> [TASK BRIEF]:
Using the records below, give the number of lines where the string "sunglasses" shows up. Add nothing to it.

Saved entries
========================================================================

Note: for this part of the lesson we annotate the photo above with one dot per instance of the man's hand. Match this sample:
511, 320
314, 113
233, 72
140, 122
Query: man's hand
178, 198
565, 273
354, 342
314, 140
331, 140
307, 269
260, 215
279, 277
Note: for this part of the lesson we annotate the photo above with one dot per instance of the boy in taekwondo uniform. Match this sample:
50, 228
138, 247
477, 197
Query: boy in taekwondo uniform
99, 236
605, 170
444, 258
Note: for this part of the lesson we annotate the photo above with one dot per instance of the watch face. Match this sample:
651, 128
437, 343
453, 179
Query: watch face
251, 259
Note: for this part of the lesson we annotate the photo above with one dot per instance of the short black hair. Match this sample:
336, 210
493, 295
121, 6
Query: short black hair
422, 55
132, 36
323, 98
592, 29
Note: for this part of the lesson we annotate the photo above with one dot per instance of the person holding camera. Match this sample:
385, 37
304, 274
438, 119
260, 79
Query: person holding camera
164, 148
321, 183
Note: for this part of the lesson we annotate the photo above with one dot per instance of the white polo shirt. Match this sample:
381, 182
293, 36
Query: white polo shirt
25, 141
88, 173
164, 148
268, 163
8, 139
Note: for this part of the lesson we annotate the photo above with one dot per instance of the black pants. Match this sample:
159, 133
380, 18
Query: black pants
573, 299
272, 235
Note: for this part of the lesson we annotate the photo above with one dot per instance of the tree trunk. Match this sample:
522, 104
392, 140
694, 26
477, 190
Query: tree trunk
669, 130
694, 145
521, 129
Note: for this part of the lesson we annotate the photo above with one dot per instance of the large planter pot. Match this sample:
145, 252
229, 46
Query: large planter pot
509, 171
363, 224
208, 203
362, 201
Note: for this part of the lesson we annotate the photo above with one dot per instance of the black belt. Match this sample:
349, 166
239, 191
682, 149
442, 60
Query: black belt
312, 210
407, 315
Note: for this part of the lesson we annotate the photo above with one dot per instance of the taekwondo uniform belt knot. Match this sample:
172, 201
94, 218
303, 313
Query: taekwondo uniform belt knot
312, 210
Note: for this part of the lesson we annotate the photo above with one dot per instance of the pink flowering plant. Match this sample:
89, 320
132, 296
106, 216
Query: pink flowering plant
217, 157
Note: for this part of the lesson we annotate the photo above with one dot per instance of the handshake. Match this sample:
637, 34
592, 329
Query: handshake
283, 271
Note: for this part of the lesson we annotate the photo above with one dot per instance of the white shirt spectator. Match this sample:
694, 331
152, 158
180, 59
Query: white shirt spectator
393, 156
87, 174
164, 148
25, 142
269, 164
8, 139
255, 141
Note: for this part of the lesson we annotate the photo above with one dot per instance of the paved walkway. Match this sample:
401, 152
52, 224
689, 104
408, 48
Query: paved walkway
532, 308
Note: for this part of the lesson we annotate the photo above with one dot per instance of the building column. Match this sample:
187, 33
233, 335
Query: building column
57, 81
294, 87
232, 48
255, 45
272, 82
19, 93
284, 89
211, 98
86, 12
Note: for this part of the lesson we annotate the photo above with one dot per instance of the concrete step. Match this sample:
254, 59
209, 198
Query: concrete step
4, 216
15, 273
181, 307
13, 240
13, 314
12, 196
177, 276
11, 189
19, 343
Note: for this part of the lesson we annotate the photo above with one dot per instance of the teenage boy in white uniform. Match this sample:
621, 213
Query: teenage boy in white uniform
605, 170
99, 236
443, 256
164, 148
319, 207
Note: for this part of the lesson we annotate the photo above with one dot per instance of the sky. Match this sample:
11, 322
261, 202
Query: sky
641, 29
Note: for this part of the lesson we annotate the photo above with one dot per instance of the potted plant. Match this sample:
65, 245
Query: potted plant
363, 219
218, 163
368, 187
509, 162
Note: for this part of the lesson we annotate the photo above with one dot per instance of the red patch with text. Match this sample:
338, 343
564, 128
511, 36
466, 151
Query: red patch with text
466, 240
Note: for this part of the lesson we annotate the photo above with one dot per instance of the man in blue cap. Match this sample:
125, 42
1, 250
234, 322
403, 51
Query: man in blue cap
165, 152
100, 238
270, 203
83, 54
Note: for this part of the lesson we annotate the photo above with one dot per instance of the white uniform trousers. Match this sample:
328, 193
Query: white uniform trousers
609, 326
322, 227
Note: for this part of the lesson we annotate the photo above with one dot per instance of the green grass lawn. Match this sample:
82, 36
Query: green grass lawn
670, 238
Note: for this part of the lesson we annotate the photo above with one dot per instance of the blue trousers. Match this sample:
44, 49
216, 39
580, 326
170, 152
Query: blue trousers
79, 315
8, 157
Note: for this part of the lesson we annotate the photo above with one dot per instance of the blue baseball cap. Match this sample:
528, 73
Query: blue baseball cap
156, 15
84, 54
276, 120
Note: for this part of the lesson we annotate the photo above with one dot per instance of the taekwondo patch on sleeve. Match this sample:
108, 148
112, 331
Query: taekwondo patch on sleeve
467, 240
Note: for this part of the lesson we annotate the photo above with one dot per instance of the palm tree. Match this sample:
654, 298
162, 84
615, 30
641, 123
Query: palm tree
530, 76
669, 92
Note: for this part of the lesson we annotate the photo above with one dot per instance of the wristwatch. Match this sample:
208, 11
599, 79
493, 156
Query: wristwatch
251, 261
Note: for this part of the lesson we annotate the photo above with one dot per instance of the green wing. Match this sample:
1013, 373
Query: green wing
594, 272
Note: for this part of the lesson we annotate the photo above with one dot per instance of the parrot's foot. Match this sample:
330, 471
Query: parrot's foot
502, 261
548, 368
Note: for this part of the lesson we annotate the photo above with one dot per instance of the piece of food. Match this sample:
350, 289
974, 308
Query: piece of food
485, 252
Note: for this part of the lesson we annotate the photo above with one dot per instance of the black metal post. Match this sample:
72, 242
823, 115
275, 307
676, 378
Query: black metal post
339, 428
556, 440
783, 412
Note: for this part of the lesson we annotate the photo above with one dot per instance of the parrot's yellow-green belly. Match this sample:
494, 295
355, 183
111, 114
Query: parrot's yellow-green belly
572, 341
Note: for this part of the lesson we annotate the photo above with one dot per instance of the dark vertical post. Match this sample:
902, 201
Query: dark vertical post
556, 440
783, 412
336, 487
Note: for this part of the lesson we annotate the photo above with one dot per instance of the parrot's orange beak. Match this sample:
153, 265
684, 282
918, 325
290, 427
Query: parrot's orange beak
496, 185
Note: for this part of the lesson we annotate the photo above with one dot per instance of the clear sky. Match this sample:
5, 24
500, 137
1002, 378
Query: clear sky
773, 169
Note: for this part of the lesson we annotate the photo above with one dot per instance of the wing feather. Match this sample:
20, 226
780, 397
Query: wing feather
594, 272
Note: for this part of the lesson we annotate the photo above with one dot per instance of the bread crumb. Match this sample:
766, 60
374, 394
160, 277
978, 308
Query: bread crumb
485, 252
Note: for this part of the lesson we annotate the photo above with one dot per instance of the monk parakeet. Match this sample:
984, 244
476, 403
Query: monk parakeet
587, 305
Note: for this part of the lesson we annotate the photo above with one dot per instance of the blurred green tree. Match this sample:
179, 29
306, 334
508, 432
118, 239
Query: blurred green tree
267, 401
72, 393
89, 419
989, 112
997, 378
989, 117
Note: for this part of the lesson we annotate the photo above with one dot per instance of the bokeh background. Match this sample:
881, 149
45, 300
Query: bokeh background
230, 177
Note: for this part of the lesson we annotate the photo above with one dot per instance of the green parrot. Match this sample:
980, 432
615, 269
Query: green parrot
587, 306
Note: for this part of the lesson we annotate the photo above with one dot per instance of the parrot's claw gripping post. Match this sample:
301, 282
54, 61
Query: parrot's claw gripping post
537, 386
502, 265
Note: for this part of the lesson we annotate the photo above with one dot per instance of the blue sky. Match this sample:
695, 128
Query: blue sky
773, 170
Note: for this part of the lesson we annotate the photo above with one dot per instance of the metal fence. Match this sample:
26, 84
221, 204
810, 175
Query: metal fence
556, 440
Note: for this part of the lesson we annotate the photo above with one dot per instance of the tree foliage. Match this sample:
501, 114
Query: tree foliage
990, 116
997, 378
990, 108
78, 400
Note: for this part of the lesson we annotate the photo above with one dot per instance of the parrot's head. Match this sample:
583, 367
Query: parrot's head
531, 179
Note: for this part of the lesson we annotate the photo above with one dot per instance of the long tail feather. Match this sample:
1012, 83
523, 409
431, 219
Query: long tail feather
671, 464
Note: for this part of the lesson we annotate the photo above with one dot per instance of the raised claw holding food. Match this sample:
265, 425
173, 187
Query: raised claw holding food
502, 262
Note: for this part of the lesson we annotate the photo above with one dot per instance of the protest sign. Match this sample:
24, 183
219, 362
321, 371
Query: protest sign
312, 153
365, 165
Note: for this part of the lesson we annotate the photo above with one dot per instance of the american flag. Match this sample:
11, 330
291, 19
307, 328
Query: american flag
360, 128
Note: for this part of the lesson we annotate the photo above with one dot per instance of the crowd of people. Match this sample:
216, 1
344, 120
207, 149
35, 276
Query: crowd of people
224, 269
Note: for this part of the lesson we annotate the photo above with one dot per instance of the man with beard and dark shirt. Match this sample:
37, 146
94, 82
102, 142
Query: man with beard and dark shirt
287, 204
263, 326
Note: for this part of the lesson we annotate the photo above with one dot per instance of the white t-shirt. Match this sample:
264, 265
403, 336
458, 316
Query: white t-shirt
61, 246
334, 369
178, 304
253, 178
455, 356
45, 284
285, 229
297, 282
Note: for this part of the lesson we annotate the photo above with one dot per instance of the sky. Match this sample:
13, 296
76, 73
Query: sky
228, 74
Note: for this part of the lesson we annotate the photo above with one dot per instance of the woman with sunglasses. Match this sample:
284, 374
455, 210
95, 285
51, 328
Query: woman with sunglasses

========================================================================

> [EXERCISE ANSWER]:
2